- **Your goal**
From the line that includes "pile as a single marker per instance." to the last line of the records, inclusive, repeat each line exactly.
## Begin Material provided
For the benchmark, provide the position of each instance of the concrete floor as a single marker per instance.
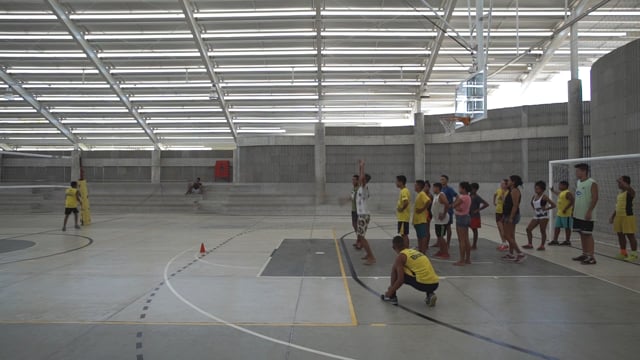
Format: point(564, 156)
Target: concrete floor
point(134, 287)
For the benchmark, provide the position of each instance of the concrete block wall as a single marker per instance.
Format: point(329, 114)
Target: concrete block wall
point(277, 164)
point(113, 166)
point(383, 162)
point(615, 97)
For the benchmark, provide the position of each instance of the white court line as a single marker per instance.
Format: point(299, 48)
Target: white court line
point(236, 327)
point(266, 263)
point(224, 265)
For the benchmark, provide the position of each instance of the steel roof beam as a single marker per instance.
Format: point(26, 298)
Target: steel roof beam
point(553, 46)
point(102, 69)
point(319, 57)
point(40, 108)
point(449, 7)
point(209, 64)
point(556, 33)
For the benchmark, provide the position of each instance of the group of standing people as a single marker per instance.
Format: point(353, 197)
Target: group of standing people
point(575, 212)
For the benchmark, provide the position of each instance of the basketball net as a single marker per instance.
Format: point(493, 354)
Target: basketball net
point(449, 123)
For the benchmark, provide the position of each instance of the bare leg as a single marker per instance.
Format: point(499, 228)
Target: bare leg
point(463, 244)
point(500, 230)
point(633, 241)
point(475, 239)
point(532, 225)
point(543, 232)
point(510, 235)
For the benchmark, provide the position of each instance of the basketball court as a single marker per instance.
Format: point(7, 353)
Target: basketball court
point(294, 288)
point(203, 149)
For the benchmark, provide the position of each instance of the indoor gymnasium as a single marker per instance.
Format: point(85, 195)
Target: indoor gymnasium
point(319, 179)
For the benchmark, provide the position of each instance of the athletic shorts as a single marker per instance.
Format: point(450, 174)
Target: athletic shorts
point(421, 230)
point(428, 288)
point(476, 223)
point(441, 230)
point(363, 224)
point(582, 226)
point(625, 224)
point(506, 219)
point(403, 228)
point(564, 222)
point(463, 221)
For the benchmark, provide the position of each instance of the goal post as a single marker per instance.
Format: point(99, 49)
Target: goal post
point(605, 170)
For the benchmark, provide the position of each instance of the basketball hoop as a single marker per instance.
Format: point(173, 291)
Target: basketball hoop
point(450, 122)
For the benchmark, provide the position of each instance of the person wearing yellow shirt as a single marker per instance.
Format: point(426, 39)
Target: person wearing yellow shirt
point(412, 268)
point(421, 215)
point(71, 202)
point(403, 212)
point(624, 221)
point(498, 202)
point(564, 218)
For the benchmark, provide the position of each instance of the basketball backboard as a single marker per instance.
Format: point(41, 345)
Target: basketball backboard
point(471, 97)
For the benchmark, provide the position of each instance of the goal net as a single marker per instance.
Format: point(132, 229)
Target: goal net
point(605, 171)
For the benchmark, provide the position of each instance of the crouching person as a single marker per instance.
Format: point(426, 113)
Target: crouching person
point(412, 268)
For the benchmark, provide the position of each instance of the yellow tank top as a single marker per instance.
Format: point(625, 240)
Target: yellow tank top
point(71, 201)
point(419, 266)
point(624, 204)
point(500, 201)
point(562, 204)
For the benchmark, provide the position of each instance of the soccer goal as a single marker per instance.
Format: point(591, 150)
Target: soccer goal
point(605, 170)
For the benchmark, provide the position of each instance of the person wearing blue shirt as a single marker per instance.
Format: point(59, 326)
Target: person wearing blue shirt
point(451, 194)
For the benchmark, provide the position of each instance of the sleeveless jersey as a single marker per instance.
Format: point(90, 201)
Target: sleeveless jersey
point(508, 204)
point(500, 200)
point(539, 206)
point(437, 208)
point(583, 200)
point(419, 266)
point(624, 204)
point(70, 199)
point(563, 202)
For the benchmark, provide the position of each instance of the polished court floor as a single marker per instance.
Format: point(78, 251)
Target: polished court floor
point(135, 287)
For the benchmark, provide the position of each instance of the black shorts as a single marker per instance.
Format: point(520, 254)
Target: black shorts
point(403, 228)
point(582, 226)
point(428, 288)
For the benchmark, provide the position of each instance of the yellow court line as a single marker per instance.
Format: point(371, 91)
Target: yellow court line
point(169, 323)
point(352, 311)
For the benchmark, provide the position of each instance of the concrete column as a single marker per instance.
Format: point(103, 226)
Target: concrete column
point(524, 123)
point(320, 155)
point(236, 164)
point(576, 125)
point(75, 164)
point(419, 156)
point(156, 166)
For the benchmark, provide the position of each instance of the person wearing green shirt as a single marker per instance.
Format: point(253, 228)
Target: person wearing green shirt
point(584, 213)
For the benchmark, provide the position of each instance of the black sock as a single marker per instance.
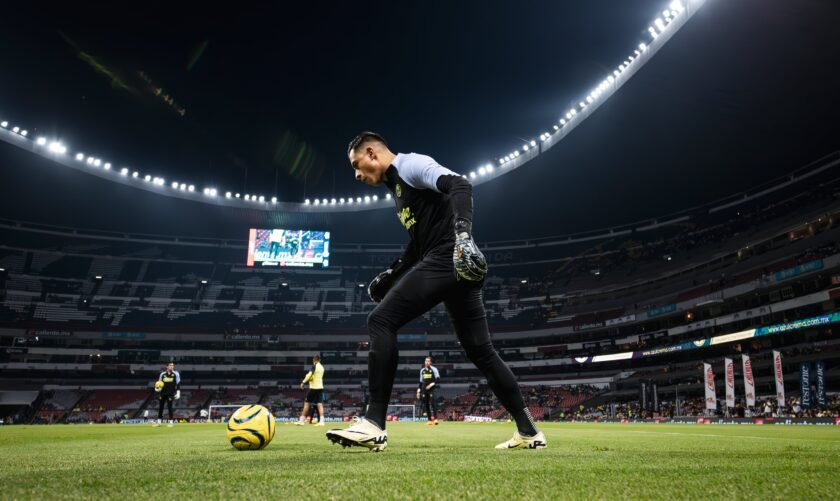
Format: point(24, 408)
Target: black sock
point(376, 414)
point(524, 422)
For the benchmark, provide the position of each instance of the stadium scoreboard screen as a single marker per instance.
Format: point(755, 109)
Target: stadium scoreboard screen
point(278, 247)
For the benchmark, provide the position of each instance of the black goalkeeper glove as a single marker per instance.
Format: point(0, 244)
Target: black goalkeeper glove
point(469, 261)
point(383, 282)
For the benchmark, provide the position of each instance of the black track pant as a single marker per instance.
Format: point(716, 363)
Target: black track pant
point(167, 399)
point(429, 283)
point(429, 404)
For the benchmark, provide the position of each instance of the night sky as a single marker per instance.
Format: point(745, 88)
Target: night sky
point(268, 96)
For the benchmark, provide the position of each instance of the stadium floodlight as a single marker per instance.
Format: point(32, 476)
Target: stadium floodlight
point(659, 24)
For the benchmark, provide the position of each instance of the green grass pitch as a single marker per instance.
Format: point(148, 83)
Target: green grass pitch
point(450, 461)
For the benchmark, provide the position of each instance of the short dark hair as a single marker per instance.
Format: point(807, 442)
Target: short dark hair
point(365, 137)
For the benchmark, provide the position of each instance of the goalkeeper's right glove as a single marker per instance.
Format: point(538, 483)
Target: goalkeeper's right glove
point(383, 282)
point(469, 262)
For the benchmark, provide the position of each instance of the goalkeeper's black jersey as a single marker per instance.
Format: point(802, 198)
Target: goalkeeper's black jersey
point(171, 382)
point(423, 210)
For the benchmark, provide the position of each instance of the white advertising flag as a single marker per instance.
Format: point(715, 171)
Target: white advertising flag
point(709, 377)
point(730, 383)
point(780, 379)
point(749, 382)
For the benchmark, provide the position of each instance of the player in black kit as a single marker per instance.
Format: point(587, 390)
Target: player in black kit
point(429, 382)
point(442, 263)
point(170, 391)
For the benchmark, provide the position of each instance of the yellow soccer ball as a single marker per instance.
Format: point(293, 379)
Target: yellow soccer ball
point(251, 427)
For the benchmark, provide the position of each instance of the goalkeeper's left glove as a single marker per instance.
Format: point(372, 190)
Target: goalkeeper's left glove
point(468, 259)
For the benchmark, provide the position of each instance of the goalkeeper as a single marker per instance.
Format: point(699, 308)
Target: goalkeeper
point(429, 381)
point(170, 390)
point(442, 263)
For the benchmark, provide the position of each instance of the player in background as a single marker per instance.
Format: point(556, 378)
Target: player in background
point(170, 391)
point(315, 395)
point(429, 381)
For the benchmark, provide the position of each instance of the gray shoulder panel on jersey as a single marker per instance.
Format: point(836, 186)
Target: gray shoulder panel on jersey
point(420, 171)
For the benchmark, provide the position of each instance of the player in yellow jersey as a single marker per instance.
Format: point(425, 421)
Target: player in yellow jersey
point(315, 395)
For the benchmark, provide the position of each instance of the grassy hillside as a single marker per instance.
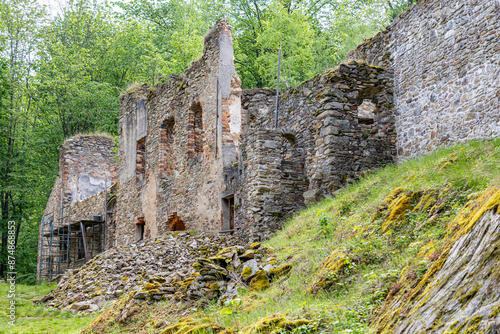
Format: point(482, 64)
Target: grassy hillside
point(35, 319)
point(371, 244)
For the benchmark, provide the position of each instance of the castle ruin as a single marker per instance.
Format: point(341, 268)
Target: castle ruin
point(197, 152)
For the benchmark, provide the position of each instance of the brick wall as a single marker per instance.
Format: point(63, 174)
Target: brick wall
point(190, 124)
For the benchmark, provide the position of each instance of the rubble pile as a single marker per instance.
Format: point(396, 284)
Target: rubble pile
point(219, 276)
point(119, 270)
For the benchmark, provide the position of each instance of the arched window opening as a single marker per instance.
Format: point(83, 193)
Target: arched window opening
point(366, 112)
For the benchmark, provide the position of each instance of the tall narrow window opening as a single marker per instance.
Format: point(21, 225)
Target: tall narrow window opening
## End Material provided
- **Correct answer**
For the benchmark, provide the position of each instance of the rubble pile as a single marker per instance.
Format: point(396, 284)
Target: rubble pile
point(219, 276)
point(119, 270)
For the benchmark, provide the position of each instance of the arched window opening as a single marker per instance.
Format: point(83, 193)
Target: arched window opening
point(366, 112)
For the benchmark, provide the position of each instance of the tall narrow window opening as a single marker per instance.
Format: point(21, 225)
Target: tall narrow window opening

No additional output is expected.